Short task: Copy every line of the records from the line containing "Please indicate the thistle" through the end of the records, inclusive. Shift each coordinate in the answer points up by 101, and leave all other lines unchanged.

Input material:
━━━━

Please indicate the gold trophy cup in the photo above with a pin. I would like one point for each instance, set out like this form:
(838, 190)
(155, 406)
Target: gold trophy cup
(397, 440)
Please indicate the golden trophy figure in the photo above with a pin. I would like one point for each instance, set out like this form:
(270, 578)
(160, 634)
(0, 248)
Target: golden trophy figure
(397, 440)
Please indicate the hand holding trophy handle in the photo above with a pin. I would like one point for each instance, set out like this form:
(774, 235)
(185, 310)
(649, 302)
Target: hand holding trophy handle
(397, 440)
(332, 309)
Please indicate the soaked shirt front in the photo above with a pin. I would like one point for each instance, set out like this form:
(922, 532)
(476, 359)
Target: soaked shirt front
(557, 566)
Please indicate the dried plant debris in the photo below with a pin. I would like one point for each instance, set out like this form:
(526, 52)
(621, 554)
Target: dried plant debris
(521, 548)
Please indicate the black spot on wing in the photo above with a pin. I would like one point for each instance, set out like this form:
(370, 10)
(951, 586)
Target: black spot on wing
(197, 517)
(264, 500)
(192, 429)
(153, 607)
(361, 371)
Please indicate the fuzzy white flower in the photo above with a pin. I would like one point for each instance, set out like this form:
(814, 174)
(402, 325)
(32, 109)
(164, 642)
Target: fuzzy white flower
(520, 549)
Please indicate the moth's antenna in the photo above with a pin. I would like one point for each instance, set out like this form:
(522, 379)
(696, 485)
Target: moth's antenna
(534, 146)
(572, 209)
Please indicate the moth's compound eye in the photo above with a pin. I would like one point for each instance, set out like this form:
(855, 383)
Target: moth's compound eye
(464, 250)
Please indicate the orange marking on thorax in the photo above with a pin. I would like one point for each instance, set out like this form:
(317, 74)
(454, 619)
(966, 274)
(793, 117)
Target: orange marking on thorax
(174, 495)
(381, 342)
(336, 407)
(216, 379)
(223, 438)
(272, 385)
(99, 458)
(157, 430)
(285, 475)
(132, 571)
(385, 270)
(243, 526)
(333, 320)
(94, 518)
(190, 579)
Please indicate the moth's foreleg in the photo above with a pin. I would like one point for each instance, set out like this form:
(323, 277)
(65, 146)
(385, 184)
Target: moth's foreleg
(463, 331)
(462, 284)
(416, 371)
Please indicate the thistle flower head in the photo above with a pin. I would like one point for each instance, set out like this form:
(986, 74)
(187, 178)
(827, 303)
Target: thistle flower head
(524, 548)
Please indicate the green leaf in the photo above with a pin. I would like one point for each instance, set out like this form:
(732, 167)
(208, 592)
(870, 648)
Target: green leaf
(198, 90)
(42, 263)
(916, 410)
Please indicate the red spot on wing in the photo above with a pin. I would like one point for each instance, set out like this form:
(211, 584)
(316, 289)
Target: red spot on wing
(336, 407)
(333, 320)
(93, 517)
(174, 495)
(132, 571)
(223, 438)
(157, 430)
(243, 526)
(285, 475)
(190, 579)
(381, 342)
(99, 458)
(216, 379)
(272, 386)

━━━━

Solution to this problem:
Please indicate the thistle flower head in the photo above with a pin. I would like one point for each instance, set out like this form:
(986, 74)
(187, 178)
(827, 303)
Target: thistle flower head
(625, 649)
Please indicate the green leaf in the photo above with a pin. I would like one point for each instance, set out like this form:
(732, 167)
(208, 592)
(870, 648)
Target: green leaf
(299, 191)
(143, 364)
(1017, 511)
Please indicate the red spot on wing in the photo above with a pin. I would like one point for each instance, set out like this form:
(211, 584)
(316, 289)
Target: red spot on wing
(437, 508)
(434, 421)
(194, 618)
(275, 596)
(233, 672)
(324, 539)
(258, 531)
(344, 627)
(386, 576)
(291, 680)
(482, 443)
(200, 559)
(317, 480)
(373, 487)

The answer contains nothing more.